Request:
Write out, unchanged, the lines from the one holding "Please indicate the office chair backrest" to the close of the listing. Both the first and last lines belong in it.

(Point annotation records)
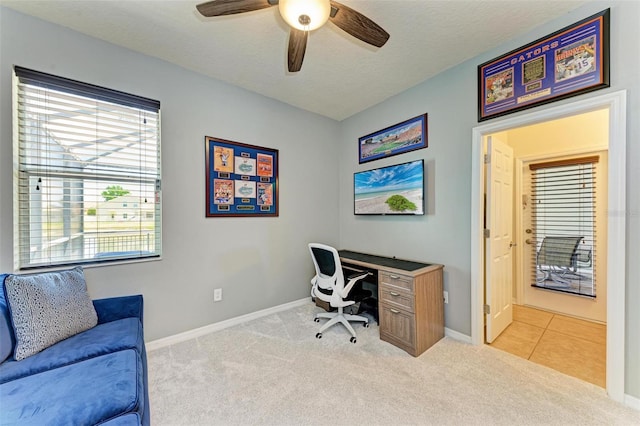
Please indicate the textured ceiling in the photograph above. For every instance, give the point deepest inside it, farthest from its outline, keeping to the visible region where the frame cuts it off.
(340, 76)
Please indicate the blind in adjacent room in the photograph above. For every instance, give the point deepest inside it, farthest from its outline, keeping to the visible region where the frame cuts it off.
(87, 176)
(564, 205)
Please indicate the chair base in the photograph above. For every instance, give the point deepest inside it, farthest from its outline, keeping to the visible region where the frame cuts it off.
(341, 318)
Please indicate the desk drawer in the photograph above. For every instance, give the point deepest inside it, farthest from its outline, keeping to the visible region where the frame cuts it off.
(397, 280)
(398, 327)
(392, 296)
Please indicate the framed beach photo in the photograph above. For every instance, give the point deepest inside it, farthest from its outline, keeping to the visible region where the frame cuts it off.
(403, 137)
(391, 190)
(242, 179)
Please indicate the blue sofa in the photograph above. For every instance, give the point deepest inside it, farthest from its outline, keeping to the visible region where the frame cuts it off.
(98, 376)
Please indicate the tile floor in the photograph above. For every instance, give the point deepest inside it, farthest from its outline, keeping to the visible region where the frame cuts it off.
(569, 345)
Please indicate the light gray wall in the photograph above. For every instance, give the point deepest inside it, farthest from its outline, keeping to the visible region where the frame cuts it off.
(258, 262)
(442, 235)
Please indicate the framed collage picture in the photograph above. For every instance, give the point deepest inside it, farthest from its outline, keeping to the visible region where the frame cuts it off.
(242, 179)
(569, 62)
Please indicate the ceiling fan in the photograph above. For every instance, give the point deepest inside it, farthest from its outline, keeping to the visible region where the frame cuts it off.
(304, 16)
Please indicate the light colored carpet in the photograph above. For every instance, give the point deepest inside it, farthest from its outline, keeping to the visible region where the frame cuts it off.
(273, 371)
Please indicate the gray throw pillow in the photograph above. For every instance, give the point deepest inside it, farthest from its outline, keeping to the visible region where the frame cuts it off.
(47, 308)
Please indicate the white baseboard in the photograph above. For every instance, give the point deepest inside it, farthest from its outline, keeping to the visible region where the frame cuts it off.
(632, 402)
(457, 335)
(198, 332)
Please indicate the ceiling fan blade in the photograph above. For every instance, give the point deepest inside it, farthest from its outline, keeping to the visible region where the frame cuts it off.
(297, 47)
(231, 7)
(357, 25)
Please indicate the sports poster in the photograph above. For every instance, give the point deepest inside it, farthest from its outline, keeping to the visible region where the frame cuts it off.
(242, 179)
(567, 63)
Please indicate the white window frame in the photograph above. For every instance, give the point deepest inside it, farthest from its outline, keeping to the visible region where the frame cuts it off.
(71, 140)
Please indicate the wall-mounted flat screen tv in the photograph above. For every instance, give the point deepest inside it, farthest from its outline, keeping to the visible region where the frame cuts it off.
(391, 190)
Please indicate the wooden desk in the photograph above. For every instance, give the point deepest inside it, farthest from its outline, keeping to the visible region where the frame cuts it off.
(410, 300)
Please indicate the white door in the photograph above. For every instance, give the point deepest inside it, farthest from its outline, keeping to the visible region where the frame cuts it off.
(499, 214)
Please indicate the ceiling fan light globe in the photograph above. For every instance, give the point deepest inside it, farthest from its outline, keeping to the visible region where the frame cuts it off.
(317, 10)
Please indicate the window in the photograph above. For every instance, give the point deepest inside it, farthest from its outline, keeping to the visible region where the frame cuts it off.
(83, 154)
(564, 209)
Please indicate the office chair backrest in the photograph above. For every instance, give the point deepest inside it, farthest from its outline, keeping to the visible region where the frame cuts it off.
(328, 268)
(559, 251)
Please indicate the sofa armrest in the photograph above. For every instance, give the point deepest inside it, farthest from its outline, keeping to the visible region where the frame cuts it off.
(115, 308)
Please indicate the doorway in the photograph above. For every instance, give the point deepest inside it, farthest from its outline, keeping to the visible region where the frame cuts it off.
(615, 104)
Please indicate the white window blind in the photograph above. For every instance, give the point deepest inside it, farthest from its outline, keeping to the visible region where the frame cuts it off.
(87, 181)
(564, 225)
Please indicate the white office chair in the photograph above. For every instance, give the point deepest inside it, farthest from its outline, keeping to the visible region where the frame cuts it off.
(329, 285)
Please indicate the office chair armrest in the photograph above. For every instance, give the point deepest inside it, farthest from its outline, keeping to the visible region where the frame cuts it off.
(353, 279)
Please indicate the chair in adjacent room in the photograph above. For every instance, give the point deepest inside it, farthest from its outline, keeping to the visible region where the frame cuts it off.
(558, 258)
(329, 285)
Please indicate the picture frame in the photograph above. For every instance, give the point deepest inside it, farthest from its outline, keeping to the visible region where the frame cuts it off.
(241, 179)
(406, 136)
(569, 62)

Exercise output:
Please indicate the office chair backrest in the photograph above. For every instance, give the point deepest inside it, farthest from its outline, keeping to the visible region where the frame cuts it off.
(328, 268)
(559, 251)
Please indicate the sofa armrest in the photograph above. For every instance, give the point deepest inside it, farthest from its outline, keeping to the visible region where the frame cuts it off.
(115, 308)
Please indicate the doorway in the photograph above. For every instance, give the point deepest inside it, farthest from its outline, keeping to the visible region where the frame cuts it off.
(615, 104)
Please indicate the white window blind in the photograph above. For every instance, give the point deepest inside it, farthest from its outline, keeping to the visible region where the frame cuts it off.
(87, 181)
(564, 225)
Please indicate the white office chair in the photograph above. For every instance, give the point deepest inside it, farthest from its outline, keeping to the visible region where the frame cuts it off.
(329, 285)
Please indicate the office chair armrest in the photograph above. For every instance, give the point deepest inside it, farthest from its outline, keeping to the visible region where the frame cuts it off.
(353, 279)
Please indicate the chair in adjacent room in the photograph above. For every instance, give the point deepest inside it, farthest from its outline, keeping to the visible region where the frame cuts it off.
(558, 258)
(329, 285)
Please indicate the picture frame in the photograph above. For every instance, give the point deepest inside it, farthest from its outline, keeping to the visible region where the frame cuts it off.
(241, 179)
(406, 136)
(569, 62)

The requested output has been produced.